# turkey fryer canning



## shelljo (Feb 1, 2005)

I'm a wee bit frustrated. On sunday, I canned 7 pints of chicken and 7 quarts of potatoes. Since I have an all electric house, I used the turkey fryer out in the garage. I'm frustrated with it. I can't seem to get my temperature regulated well. I canned the potatoes first, and most of my water in the canner evaporated. So, when I did the chicken, I turned the flame down, and didn't lose all the water, but most of my broth came out of my jars. So, I'm pretty confident that my heat was still to high. (Oh, my canner is a Mirro one with the weight, not the guage.)

So, for you experienced canners, who use the turkey fryer, how on earth do you regulate that fire? HOw long did it take you to figure it out? Do you have the gas opened up all the way and regulate your flame with the fryer controller (on the hose?) or is there another secret?

I have more chicken to can, but I really want it to go better. (I had one seal failure on the chicken and 2 of the potatoes. Too high of a seal failure for me!)


----------



## Horseyrider (Aug 8, 2010)

I'm an experienced canner and while I own a turkey fryer, I won't use it for canning. One of the things that came with my most recent pressure canner was a slip of paper that said something to the effect of "Do NOT use a turkey fryer for canning." Apparently the inability to regulate the temperature effectively can cause fluctuations in internal temperature that are broad enough to interfere with proper pressure, can cause siphoning, and disrupt proper sealing.

Stinks, doesn't it? It sounds so nice and easy.


----------



## Beaglebrother (Dec 12, 2009)

The turkey frier is to powerful and hard to regulate to pressure can on.It is wonderful to boiling water bath can on. The water heats very fast.


----------



## calliemoonbeam (Aug 7, 2007)

Turkey fryers are rated at way too many BTUs to can, even at their lowest setting, so you can't regulate the pressure correctly, as you discovered. Sorry you had to learn the hard way. 

This PDF document describes the generalized care and usage of canners: http://www.cals.uidaho.edu/edcomm/pdf/PNW/PNW0421.pdf

It states that Presto or Mirro canners shouldn't be used on burners over 12,000 BTUs. I haven't looked at tons of turkey fryers, but the ones I did look at had a minimum of 21,000 BTUs.
○ ○ ○
Tasks to perform —
- A) Please copy, word for word, the part of the turkey fryer canning thread that opens with the words containing "## Beaglebrother (Dec" and closes with "heats very fast.".
- B) Decide whether each statement agrees with the turkey fryer canning thread, answering yes or no and quoting the deciding words: (i) shelljo's canner is a Mirro model with a weight rather than a gauge. (ii) Beaglebrother considers the turkey fryer poorly suited to boiling water bath canning. (iii) The turkey fryers calliemoonbeam looked at had a minimum of 15,000 BTUs.
- C) In the turkey fryer canning thread, what burner rating does the PDF document say Presto or Mirro canners shouldn't be used above?
Rely on the turkey fryer canning thread alone.

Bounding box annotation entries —
○ ○ ○
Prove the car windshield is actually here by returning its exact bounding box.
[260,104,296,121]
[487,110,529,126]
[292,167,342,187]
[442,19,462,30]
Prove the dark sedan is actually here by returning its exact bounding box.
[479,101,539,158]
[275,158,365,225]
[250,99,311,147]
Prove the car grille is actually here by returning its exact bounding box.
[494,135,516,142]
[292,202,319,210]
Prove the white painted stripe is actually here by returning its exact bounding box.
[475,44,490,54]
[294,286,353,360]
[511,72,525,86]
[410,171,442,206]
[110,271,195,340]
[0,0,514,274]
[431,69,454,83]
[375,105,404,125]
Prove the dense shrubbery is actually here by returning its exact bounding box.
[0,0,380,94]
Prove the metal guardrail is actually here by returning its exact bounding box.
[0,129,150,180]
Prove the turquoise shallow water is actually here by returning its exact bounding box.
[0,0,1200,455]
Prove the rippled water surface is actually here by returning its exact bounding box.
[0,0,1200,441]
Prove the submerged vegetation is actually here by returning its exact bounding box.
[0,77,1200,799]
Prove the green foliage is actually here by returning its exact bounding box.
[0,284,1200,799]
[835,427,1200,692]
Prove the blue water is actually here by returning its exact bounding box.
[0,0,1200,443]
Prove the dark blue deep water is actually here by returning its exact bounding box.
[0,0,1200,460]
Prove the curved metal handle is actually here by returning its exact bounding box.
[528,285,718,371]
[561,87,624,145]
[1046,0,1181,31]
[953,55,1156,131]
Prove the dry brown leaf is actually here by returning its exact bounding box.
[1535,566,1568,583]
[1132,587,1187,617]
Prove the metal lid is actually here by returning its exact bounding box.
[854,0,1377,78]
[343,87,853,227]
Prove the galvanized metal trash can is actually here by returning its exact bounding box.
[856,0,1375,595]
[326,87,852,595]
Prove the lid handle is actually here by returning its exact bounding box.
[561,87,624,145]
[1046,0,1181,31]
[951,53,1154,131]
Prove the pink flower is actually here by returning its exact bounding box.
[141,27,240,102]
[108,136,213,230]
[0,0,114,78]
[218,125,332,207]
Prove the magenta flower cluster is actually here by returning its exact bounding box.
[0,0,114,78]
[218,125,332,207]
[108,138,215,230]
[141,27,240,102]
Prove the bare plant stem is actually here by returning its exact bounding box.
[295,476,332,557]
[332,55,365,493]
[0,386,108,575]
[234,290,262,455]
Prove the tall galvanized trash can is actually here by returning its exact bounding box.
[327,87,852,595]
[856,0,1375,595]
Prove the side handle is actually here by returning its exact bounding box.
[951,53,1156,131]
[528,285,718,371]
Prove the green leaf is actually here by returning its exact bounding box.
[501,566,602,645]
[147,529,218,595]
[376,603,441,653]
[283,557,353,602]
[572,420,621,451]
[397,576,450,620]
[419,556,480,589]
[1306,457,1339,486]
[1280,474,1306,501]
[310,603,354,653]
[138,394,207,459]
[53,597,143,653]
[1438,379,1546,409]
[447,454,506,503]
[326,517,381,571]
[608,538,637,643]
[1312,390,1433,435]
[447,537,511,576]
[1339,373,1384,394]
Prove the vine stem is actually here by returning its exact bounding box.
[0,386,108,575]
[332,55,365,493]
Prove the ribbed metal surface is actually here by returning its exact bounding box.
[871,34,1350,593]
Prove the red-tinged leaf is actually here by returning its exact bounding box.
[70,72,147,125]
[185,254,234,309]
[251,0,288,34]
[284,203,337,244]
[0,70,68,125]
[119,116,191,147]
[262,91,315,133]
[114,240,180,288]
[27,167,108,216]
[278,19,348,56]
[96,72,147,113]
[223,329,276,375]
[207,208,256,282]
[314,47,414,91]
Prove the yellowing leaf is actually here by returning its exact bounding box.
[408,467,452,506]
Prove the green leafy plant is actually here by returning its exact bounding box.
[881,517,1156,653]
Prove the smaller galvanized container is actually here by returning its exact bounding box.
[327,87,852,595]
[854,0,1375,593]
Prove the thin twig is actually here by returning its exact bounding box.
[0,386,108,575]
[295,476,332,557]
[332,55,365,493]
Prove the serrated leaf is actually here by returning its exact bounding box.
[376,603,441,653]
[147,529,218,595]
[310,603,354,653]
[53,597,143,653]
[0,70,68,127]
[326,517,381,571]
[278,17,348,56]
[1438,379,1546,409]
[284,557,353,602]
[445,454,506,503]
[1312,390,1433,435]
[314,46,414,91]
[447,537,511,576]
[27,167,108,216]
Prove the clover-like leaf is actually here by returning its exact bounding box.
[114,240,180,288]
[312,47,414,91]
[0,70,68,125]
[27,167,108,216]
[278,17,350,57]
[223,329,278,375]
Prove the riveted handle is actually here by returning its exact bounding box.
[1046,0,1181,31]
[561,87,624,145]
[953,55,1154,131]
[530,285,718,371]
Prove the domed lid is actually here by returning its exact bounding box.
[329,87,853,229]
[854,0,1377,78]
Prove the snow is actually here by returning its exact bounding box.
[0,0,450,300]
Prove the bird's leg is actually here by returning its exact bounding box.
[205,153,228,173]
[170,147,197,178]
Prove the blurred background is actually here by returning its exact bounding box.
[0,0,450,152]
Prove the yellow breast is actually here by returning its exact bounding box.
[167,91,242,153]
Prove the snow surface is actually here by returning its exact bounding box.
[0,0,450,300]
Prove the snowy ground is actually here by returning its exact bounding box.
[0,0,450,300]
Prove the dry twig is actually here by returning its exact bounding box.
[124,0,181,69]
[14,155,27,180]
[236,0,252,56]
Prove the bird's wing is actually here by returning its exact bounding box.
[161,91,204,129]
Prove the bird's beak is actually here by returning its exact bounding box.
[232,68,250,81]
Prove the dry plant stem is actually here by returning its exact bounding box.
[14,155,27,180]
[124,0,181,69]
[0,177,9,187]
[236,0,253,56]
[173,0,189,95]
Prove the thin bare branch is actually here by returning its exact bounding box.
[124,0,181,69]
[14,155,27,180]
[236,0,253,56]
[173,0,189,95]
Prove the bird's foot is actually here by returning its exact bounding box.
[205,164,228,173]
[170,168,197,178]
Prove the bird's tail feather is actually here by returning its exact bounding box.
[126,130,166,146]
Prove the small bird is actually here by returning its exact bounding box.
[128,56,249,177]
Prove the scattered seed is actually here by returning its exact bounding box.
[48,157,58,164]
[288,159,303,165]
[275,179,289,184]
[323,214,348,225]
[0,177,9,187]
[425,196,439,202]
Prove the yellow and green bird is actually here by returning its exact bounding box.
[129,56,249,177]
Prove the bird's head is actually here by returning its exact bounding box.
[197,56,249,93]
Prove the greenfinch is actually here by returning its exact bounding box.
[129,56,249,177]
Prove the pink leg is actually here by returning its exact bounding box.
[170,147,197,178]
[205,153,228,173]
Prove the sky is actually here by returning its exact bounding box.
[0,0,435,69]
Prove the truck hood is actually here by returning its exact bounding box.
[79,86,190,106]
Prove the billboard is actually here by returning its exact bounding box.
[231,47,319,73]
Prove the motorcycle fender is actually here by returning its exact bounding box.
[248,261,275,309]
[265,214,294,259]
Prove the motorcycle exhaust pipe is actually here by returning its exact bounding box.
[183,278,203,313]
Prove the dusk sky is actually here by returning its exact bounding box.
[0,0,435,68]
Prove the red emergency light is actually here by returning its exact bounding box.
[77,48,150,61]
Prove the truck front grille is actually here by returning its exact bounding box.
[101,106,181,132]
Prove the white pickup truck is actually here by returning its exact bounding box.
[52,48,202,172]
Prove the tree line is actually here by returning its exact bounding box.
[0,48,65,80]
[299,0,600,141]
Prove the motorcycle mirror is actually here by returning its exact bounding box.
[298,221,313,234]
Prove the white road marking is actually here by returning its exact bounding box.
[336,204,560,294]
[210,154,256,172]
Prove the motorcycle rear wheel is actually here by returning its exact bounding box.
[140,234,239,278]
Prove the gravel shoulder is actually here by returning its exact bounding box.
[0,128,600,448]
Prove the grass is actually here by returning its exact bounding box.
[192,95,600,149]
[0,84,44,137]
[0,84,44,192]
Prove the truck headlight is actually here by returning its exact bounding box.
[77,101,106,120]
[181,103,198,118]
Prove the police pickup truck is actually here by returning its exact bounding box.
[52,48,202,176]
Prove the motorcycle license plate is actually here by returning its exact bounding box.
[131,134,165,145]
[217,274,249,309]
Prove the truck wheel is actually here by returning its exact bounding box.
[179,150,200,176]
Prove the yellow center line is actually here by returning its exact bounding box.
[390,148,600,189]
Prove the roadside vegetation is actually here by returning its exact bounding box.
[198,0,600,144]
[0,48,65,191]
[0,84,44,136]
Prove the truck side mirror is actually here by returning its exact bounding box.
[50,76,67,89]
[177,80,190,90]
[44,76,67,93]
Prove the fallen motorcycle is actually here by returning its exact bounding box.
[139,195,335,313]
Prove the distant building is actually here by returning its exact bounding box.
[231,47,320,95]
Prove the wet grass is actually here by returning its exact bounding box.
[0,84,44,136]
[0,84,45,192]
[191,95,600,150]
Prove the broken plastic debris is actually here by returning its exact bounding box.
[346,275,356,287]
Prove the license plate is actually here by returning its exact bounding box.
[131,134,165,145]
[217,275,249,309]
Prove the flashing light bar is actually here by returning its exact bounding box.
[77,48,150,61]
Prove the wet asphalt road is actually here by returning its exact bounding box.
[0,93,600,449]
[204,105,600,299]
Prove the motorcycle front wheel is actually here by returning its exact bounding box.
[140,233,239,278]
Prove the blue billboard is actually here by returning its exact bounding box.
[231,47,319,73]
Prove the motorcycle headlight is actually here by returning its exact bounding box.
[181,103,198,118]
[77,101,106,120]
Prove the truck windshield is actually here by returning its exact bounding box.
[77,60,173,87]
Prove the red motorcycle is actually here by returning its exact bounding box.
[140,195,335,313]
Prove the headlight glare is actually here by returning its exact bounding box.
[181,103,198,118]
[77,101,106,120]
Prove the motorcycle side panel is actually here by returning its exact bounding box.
○ ○ ○
Answers to each task —
- A)
## Beaglebrother (Dec 12, 2009)

The turkey frier is to powerful and hard to regulate to pressure can on.It is wonderful to boiling water bath can on. The water heats very fast.

- B)
(i) Yes: "Oh, my canner is a Mirro one with the weight, not the guage."
(ii) No: "It is wonderful to boiling water bath can on."
(iii) No: "the ones I did look at had a minimum of 21,000 BTUs."

- C) Burners over 12,000 BTUs.